*** SUPPLIED DATA Section Begins ***

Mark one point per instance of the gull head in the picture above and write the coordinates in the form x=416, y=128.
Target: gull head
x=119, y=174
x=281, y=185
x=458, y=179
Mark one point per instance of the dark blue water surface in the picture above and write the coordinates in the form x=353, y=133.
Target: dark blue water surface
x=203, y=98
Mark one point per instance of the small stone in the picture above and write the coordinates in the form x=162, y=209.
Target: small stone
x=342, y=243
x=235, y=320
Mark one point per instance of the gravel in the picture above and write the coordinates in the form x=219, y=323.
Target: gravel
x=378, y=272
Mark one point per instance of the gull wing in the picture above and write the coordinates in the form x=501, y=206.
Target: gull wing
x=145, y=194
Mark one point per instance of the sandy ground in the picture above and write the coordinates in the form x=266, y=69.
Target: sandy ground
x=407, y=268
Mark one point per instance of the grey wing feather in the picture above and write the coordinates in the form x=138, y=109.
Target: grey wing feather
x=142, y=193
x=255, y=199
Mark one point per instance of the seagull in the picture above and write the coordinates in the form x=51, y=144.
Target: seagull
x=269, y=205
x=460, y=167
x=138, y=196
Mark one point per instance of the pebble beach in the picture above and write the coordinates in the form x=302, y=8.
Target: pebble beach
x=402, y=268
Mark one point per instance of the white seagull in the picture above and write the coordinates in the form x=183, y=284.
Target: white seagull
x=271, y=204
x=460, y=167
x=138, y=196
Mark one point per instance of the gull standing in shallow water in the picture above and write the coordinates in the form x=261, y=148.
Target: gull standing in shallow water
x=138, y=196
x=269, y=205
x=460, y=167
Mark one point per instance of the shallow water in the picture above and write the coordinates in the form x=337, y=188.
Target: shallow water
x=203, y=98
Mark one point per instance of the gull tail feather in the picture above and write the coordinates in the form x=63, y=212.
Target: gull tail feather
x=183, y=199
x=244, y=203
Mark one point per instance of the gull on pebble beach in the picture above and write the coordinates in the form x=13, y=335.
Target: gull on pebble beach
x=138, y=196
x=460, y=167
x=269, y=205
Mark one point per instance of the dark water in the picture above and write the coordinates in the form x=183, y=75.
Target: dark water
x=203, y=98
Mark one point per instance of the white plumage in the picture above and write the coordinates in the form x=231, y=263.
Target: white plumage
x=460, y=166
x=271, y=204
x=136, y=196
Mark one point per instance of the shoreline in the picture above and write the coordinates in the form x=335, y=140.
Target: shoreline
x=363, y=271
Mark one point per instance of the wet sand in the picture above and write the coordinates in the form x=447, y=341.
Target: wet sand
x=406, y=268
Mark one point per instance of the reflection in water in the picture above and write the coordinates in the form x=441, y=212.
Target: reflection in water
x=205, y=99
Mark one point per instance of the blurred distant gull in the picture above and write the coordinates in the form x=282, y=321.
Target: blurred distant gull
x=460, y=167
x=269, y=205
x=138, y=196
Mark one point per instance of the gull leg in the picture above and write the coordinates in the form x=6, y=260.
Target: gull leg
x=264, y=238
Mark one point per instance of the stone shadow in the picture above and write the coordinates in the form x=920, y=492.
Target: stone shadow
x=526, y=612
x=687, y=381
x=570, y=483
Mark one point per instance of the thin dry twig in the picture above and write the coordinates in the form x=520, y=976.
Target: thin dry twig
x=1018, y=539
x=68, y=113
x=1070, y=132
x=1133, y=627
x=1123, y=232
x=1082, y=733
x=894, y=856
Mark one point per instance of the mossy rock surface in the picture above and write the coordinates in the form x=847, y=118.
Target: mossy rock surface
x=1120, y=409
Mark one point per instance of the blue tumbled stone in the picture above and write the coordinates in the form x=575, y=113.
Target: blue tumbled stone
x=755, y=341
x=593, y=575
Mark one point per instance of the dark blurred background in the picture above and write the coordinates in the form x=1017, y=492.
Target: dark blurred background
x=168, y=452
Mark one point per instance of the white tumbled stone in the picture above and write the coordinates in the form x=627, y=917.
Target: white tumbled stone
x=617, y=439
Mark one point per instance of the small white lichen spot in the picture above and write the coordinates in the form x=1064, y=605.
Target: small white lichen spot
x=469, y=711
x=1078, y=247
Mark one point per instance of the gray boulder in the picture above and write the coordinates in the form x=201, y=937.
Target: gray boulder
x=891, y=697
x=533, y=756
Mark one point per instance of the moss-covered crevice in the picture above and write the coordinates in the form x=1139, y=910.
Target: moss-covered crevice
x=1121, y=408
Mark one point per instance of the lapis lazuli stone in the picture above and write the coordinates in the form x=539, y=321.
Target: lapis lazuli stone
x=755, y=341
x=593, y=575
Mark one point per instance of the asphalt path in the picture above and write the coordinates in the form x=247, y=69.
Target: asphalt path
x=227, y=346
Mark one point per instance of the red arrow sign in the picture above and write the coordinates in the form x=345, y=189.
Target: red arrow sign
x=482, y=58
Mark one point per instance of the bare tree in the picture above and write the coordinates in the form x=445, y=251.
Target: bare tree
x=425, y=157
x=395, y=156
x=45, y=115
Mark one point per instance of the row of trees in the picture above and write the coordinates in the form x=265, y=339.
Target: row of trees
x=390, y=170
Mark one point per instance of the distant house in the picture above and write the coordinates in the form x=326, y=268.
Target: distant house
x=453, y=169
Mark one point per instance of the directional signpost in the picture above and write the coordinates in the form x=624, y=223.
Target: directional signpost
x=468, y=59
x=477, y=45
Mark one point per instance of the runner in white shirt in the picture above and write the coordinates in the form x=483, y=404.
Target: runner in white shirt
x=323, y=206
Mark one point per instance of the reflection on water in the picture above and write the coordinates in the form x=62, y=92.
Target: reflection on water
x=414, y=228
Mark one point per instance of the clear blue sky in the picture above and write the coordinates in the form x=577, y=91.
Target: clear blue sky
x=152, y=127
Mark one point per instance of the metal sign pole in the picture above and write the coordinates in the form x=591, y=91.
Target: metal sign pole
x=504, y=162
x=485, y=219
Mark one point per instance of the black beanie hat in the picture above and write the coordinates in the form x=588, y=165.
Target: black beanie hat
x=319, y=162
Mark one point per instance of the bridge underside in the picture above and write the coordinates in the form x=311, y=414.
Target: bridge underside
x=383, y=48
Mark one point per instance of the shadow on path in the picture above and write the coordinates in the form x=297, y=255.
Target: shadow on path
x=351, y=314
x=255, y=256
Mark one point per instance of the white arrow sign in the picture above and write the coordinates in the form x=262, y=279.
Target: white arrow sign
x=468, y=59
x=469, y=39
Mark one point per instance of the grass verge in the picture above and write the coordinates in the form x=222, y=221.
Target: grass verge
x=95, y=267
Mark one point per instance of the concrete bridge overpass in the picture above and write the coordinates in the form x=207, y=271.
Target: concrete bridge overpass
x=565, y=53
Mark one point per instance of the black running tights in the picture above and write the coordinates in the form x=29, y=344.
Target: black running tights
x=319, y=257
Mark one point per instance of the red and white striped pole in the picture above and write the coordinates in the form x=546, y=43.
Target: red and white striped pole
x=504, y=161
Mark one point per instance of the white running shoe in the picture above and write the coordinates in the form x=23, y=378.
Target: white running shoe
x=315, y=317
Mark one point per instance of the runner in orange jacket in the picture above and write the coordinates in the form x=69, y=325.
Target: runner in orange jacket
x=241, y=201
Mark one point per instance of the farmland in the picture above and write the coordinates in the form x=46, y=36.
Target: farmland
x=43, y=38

*** SUPPLIED DATA Section Ends ***

◆ WHAT TO DO ◆
Retype only this portion of the data above: the line containing "Mark one point per instance of the clear", the line containing "Mark one point per instance of the black beanie", and all lines between them, exactly.

◆ EXERCISE SOLUTION ◆
Mark one point per instance of the clear blue sky in the picture above and write the coordinates in the form x=577, y=91.
Target: clear blue sky
x=152, y=127
Mark one point per instance of the metal sign pole in the picture above and write the coordinates in the form x=591, y=91.
Target: metal sign pole
x=504, y=162
x=485, y=219
Mark one point per instance of the black beanie hat in the picture above and write the coordinates in the form x=588, y=165.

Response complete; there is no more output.